Closed frgfm closed 3 years ago

frgfm commented 3 years ago

Following up on #45, I think it is sound to have a discussion about the multiple access levels in the API. With the current design of scopes, we cannot efficiently separate accesses of large user groups.

Requirements

Design suggestion

Simply put, I believe two fields are required:

frgfm commented 3 years ago

Hi @florianriche :wave:

I had the occasion to think about this over the weekend and here is my suggestion !

Feature constraints

Design suggestion

I think we would benefit from splitting the work into the following PRs:

Any thoughts @pyronear/back-end ?

florianriche commented 3 years ago

Seems like a good design to me. However I think there is an issue for the last point. In the "Security" schema, you don't have have access to the requested id. E.g for this route below:

@router.get("/{user_id}/", response_model=UserRead, summary="Get information about a specific user")
async def get_user(user_id: int = Path(..., gt=0), _=Security(get_current_user, scopes=["admin"])):

We can't pass user_id to get_current_user (or any other function for that matters). I guess that could be solved through a refactor (e.g: using a decorator somehow but my point) but my point is that it won't be as trivial as expected.

frgfm commented 3 years ago

@florianriche sorry I didn't get your point. Since get_current_user can be changed with get_current_access we will have access to the scopes and group_id for instance ?

Apart from that, let's turn your #137 into the standalone group PR if that's alright with you :)

florianriche commented 3 years ago

What I mean is that you can't pass arguments to get_current_user/get_current_access. So you can't make sure that the resources that is being requested belong to the current user group. You will have to handle that loic directly into the route code. That is doable, just not as clean as altering get_current_user. But maybe I am overlooking somehing.

◆ Available data ◆
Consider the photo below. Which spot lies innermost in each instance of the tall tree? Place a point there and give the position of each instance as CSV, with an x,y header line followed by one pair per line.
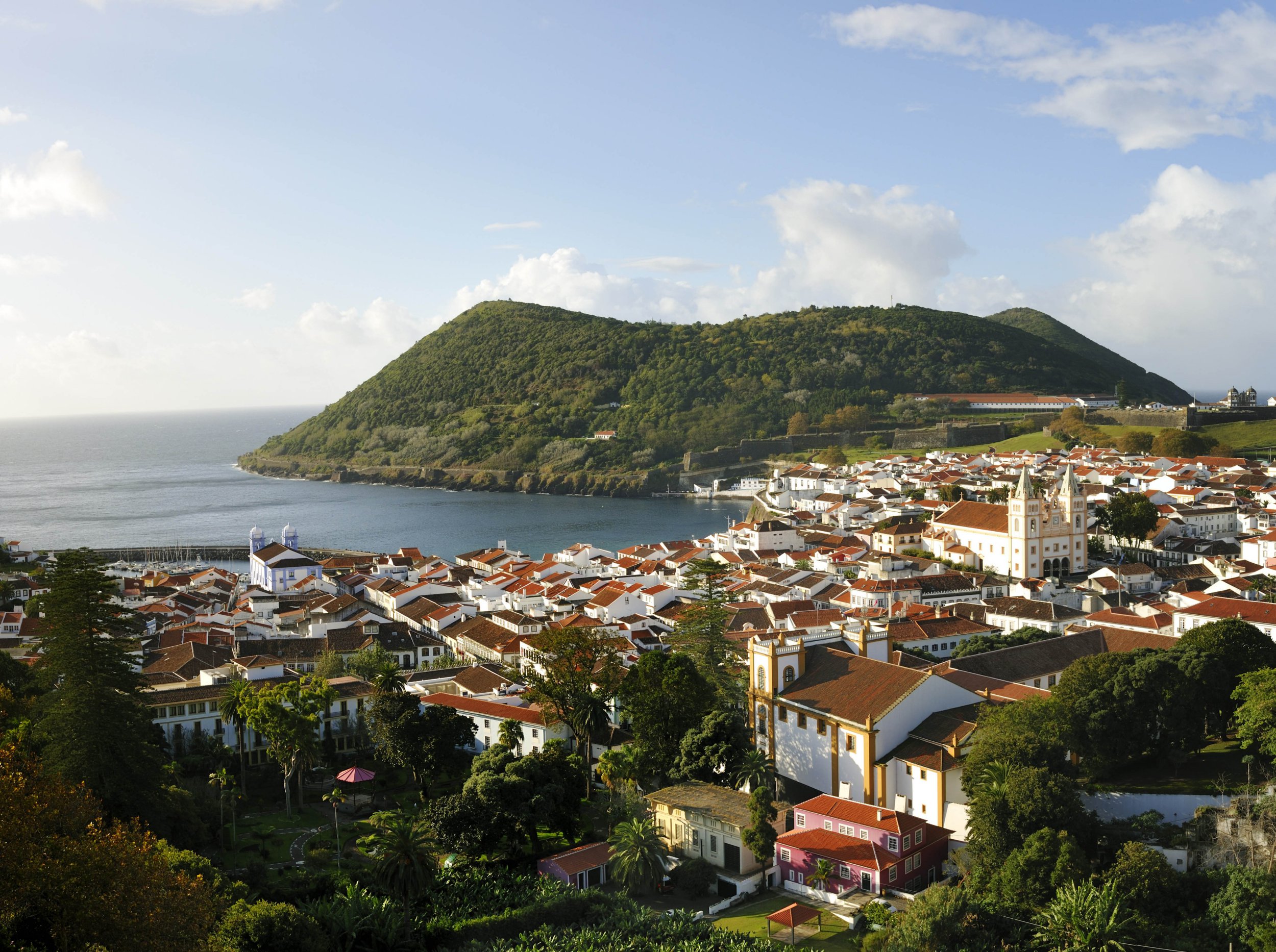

◆ Task instructions ◆
Quote the discussion of API access levels word for word, starting with the passage containing "async def get_user(user_id: int" and ending with "with you :)". Rely solely on the discussion of API access levels and set the material aside.

◆ Full solution ◆
async def get_user(user_id: int = Path(..., gt=0), _=Security(get_current_user, scopes=["admin"])):

We can't pass user_id to get_current_user (or any other function for that matters). I guess that could be solved through a refactor (e.g: using a decorator somehow but my point) but my point is that it won't be as trivial as expected.

frgfm commented 3 years ago

@florianriche sorry I didn't get your point. Since get_current_user can be changed with get_current_access we will have access to the scopes and group_id for instance ?

Apart from that, let's turn your #137 into the standalone group PR if that's alright with you :)